Top of Data records
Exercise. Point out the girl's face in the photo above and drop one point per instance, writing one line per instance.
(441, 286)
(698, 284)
Bottom of Data records
Top of Data records
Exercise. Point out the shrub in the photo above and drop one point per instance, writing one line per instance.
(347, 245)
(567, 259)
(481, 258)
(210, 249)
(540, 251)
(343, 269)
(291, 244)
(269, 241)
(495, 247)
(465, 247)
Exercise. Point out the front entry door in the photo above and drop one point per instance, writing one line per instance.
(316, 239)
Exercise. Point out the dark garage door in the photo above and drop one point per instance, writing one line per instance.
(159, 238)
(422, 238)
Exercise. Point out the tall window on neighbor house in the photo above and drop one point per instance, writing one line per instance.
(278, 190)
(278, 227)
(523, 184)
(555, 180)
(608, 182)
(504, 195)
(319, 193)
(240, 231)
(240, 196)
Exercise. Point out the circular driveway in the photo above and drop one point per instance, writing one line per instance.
Bottom of Data records
Top of Data records
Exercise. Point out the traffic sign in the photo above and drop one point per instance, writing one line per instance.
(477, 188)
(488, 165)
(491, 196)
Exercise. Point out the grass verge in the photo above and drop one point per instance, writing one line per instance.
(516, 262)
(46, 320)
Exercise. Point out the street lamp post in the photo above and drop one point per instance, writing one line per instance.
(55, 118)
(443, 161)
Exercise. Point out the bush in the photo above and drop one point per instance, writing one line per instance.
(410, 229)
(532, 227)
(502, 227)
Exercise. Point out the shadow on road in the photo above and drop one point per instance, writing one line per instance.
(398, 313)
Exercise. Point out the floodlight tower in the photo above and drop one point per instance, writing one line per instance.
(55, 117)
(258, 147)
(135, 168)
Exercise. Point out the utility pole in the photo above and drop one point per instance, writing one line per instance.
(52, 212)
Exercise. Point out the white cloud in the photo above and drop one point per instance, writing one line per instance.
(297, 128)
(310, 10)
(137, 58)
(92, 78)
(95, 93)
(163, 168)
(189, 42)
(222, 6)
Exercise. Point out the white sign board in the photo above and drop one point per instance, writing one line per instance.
Bottom of Data records
◆ **Activity**:
Here the job is to set down exactly the lines of the material above that fall between the one with "Exercise. Point out the floodlight" and the one with "Exercise. Point out the white sign", inclusive, and nothing beyond them.

◆ **Task output**:
Exercise. Point out the floodlight tower in the photo above and drop one point per instance, writing one line per instance.
(55, 117)
(258, 147)
(135, 168)
Exercise. Point out the utility pole in the photo above and drop one point per instance, writing one line per instance.
(52, 212)
Exercise. Point out the white cloud in the photo above and drop one point per instance, writing one line per instance.
(297, 128)
(310, 10)
(137, 58)
(92, 78)
(95, 93)
(163, 168)
(189, 42)
(222, 6)
Exercise. Point out the white sign board in the photo above and drop one point per instance, writing one line per instance.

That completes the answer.